| Extract to read |
+--

New article suggests gender-based abortions are a problem in Canada
// Leah Schietel

Want to start a heated argument? Bring up abortion. That’s exactly what Canadian doctor Rajendra Kale did in an editorial for the Canadian Medical Association Journal (CMAJ), where he claimed that ethnic groups are responsible for the high number of gender-based abortions in Canada.

Dr. Kale used his editorial to urge Canadian doctors not to reveal the sex of a child until 30 weeks into the pregnancy. He claims that this will curb the high rate of sex-based abortions, which are popular among certain minority groups in Canada, mainly Chinese and Indian communities.

“I think female feticide is discrimination against women in the most extreme form and this is something that needs to be stopped,” Dr. Kale says. “We need to make it clear that it is not acceptable in Canada.”

Since the controversial editorial hit doctor’s desks and newsstands on January 16, he has been replaced as editor of the publication.

Canada has a high immigration rate from Eastern, patriarchal societies, where cultures value boys more than girls. Since China introduced its one-child policy in 1979, it has been common in China to favour baby boys. Males are thought to be more able to care for themselves in life and do not require an expensive dowry, which can be a financial burden for families. According to, currently 95 per cent of children in Chinese orphanages are girls, and there is a major imbalance in China’s male-to-female ratio. A study conducted by the Chinese Academy of Social Sciences predicts that China could have as many as 24 million bachelors by 2020 because of the distinct lack of females in the country.

+--

| Problems and tasks |
A. In one to three sentences, explain why baby boys are favored in China, according to the article on gender-based abortions in Canada.
B. Continue the article on gender-based abortions in Canada from its last sentence.
None of the data has any bearing on the article.

| Entries shown |

+--

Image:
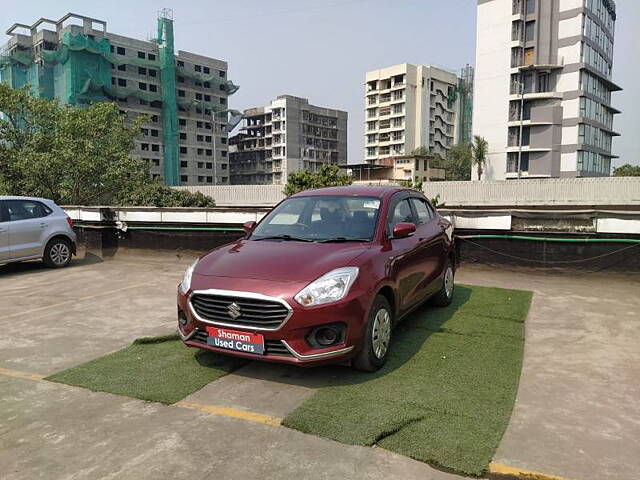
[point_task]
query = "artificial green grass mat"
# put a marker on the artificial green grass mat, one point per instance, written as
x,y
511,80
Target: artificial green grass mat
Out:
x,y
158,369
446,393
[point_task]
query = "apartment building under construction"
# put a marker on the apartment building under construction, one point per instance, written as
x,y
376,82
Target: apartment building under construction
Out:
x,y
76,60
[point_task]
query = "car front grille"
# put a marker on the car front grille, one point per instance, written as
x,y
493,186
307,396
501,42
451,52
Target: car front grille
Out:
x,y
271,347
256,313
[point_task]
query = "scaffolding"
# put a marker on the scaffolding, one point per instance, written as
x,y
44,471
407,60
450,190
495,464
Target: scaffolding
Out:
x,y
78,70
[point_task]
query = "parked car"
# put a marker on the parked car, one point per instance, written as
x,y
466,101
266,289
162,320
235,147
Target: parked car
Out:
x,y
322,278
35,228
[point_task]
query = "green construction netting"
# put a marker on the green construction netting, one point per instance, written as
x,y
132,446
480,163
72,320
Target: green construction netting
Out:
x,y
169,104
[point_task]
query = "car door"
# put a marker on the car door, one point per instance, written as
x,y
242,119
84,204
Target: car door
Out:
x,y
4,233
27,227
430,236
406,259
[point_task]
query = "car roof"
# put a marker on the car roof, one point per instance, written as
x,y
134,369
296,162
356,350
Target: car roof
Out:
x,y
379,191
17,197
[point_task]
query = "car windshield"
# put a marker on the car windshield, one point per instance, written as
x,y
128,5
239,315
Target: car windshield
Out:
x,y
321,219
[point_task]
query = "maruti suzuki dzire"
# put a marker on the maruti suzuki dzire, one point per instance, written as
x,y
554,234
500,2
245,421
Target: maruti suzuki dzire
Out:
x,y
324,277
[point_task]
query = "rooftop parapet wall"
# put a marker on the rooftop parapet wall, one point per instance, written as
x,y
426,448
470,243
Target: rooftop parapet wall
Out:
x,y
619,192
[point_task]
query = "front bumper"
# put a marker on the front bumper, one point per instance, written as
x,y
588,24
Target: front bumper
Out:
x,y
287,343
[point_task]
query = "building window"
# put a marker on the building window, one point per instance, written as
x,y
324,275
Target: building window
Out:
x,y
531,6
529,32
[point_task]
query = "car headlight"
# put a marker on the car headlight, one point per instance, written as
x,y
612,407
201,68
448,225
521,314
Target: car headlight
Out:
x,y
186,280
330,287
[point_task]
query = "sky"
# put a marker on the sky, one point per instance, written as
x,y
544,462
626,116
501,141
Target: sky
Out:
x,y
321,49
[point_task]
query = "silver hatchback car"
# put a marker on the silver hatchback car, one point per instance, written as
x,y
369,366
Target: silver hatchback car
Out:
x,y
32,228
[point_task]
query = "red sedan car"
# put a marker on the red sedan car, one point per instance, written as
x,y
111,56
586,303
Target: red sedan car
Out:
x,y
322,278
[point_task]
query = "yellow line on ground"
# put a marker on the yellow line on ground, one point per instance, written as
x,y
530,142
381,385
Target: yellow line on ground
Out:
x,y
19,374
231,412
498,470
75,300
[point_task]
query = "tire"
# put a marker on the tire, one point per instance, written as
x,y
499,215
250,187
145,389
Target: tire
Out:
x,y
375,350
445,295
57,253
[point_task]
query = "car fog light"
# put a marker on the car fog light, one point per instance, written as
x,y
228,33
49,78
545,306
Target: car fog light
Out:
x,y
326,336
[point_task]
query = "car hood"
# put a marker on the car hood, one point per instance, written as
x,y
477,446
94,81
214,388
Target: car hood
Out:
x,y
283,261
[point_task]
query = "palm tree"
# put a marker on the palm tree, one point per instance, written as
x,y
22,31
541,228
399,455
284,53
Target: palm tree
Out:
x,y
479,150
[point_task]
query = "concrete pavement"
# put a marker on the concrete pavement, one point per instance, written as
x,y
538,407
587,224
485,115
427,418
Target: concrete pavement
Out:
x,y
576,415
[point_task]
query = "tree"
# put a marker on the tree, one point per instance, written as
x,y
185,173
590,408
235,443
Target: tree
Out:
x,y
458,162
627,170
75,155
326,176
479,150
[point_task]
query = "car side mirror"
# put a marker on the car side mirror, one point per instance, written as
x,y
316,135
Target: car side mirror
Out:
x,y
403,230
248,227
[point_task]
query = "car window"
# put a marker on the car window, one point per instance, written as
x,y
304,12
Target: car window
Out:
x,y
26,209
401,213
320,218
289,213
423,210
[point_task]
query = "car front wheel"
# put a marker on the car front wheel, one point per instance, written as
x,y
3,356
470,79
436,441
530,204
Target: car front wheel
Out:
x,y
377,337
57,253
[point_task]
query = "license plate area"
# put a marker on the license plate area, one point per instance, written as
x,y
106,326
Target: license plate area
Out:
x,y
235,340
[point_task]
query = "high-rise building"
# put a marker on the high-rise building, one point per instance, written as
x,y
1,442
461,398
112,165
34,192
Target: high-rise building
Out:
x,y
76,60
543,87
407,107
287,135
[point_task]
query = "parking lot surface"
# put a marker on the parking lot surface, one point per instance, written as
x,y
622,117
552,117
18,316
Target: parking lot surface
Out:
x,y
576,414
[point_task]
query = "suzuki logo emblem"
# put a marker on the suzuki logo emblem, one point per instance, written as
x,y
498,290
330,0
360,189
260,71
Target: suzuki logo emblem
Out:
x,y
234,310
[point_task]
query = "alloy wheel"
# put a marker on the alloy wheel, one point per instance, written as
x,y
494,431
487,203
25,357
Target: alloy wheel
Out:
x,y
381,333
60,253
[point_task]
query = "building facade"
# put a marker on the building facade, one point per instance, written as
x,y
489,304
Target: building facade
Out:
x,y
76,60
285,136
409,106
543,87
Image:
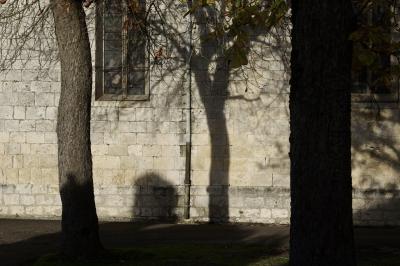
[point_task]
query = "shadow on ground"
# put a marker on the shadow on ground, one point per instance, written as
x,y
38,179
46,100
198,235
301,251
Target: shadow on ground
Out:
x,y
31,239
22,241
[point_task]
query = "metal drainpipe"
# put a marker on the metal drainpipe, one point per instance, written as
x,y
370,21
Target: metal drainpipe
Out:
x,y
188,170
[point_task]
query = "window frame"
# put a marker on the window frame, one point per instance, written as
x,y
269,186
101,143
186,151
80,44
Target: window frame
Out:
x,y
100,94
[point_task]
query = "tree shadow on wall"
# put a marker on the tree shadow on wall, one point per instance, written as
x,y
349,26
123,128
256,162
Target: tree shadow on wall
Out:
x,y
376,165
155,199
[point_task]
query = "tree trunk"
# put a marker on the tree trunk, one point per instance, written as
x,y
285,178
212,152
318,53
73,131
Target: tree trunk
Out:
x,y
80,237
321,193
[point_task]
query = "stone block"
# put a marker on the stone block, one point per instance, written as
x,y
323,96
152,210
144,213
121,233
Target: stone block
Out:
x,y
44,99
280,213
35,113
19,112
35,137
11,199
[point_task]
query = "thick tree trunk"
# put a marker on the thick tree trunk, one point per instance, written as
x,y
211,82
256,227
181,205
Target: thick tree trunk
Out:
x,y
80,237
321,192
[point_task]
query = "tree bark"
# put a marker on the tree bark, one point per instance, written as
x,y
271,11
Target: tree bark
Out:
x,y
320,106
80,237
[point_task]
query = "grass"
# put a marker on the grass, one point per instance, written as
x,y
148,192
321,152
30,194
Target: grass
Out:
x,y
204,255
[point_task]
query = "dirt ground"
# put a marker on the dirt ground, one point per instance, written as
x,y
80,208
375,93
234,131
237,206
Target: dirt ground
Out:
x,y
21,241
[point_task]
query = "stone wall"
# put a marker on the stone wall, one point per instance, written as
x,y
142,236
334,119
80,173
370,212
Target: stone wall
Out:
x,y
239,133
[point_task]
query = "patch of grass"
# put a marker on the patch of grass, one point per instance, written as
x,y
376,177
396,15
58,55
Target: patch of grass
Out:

+--

| Answers given |
A. Males are thought to be better able to care for themselves in life. They also do not require an expensive dowry, which can be a financial burden for families.

B.
There is a similar situation in India, where pro-life activist, Lila Rose, claims that tax benefits are given to families who will have baby girls. In April, the Economist reported that there are only 914 girls for every 1000 boys in the 0 – 6 age bracket in India: “A cultural preference for sons and the increasing availability of prenatal screening to determine a baby’s sex have helped contribute to a worsening in the ratio of men to women,” writes the Economist.

Dr. Kale is basing his information primarily on census data. The study suggests that if an Indian who immigrates to Canada births two females, then the third child is more likely to be a male. The results were compared to recent census data in Canada, and major discrepancies were found. This, claims Dr. Kale, is evidence of sex-based abortions performed in Canada, even though there is no concise statistics of gender-based abortions in Canada as of yet. He also used research from the U.S., where in a study of 65 Indian immigrants, 40 per cent had aborted a female fetus. Of those that were currently pregnant with a girl, up to 90 per cent of them entertained the idea of an abortion at one point.

Since its publication, Dr. Kale’s editorial has received international attention and criticism. The main criticism is that Dr. Kale’s recommendation isn’t a viable option, and not disclosing the sex of the fetus is impractical and carries ethical issues. While knowing the gender of your child is not a fundamental right, people have become accustomed to having the option, and it’s one that would outrage the public if it were to be taken away.

Various technologies have been making it easier for people to know the sex of their baby within the last few decades. Ultrasounds are relatively inexpensive, and blood tests are easily conducted. In Australia, home sex-kits can tell you the sex of your child in the comfort of your own home. In India, revealing the sex of an unborn child was banned in 1994 to help curb female feticide; however, sex-based abortions still occur in high numbers. With the technology available, there is no way to stop people from knowing the sex of their child in utero.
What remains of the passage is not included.